Compiti da svolgere:
A. Nel brano sulla meditazione, che cosa significa meditare?
B. Ricopia fedelmente dal brano sulla meditazione il passo che comincia con "È possibile arrivarci, da" e prosegue fino a "amata, si svelerà.".

Così noi diventiamo tutt’uno con la gioia, non superficiale di alti e bassi, legata ad altri, alle circostanze esterne e agli oggetti, ma uno stato di essere che corrisponde a piani più elevati della coscienza, dove la consapevolezza trova l’essenza più sottile e il passeggero non ci interessa più come ricerca di vita. Ci sarà ancora, nei suoi risvolti pratici e negli eventi da affrontare, ma la luce di Maya, l’apparenza, non potrà più irretirci con i suoi flash, perché è un’altra la luce che ci attrae e lì la gioia è una presenza tanto più costante, quanto più la guardiamo.

È possibile arrivarci, da qualsiasi situazione noi si parta, perché l’abbiamo insita dentro di noi. Va solo ripulita dalle asperità della vita e dai nostri sguardi più cupi. Con l’abitudine a farlo si sottolinea la sua importanza e lei si manifesta sempre di più. Va cercata come qualche cosa di prezioso e importante, con riflessione, ragionamento, costanza e apertura di cuore. Sentendosi cercata e amata, si svelerà.    

I PASSI DELLA MEDITAZIONE

La comprensione degli aspetti della vita viene riflettendoci e meditando se un fatto, una questione o un evento sono giusti o no, se sono corretti per la vita che esiste tutto intorno a noi e per noi stessi. Meditare significa considerare in profondità e con sensibilità gli aspetti di qualche cosa o qualcuno. Questo porta a riflettere sull’essenza di ciò che è, della vita e del principio che unisce e governa.

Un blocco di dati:
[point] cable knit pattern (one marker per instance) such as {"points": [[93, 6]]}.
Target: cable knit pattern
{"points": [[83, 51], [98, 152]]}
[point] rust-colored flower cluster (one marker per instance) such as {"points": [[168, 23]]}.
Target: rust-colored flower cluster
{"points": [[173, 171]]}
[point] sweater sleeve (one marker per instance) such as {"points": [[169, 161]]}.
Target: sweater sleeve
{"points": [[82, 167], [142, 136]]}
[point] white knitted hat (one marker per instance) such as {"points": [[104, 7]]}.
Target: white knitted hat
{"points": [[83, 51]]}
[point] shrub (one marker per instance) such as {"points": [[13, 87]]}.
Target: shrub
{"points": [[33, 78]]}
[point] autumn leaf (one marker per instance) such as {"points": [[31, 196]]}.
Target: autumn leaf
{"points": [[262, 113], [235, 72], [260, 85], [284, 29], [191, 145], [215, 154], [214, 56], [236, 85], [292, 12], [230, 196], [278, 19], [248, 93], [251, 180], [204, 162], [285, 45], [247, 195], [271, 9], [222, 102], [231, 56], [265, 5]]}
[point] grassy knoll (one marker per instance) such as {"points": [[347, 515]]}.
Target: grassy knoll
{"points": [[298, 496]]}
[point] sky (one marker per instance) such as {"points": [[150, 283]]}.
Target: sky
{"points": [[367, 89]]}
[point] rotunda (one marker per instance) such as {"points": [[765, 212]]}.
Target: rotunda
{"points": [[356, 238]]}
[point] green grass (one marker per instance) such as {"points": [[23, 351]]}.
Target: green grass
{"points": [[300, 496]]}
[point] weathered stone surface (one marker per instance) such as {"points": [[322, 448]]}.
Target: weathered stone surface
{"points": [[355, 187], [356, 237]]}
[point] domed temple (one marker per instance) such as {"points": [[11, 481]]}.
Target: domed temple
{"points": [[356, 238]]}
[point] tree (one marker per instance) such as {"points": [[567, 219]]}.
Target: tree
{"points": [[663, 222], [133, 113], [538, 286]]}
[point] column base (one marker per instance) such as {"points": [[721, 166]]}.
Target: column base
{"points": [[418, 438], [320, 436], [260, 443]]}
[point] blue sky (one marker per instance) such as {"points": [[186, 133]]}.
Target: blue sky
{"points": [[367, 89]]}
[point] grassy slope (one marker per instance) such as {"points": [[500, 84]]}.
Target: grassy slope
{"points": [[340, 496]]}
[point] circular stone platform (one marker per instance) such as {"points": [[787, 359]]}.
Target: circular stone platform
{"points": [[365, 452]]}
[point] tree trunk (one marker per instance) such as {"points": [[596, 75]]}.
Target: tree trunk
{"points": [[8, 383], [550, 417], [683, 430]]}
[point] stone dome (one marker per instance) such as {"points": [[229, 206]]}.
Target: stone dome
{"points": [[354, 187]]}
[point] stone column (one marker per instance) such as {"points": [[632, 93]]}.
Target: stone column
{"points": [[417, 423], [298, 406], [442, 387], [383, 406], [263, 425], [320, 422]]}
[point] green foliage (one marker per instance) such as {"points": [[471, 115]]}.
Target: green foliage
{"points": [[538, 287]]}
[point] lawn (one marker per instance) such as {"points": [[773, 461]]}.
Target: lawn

Elenco delle soluzioni:
A. Meditare significa considerare in profondità e con sensibilità gli aspetti di qualche cosa o qualcuno.

B.
È possibile arrivarci, da qualsiasi situazione noi si parta, perché l’abbiamo insita dentro di noi. Va solo ripulita dalle asperità della vita e dai nostri sguardi più cupi. Con l’abitudine a farlo si sottolinea la sua importanza e lei si manifesta sempre di più. Va cercata come qualche cosa di prezioso e importante, con riflessione, ragionamento, costanza e apertura di cuore. Sentendosi cercata e amata, si svelerà.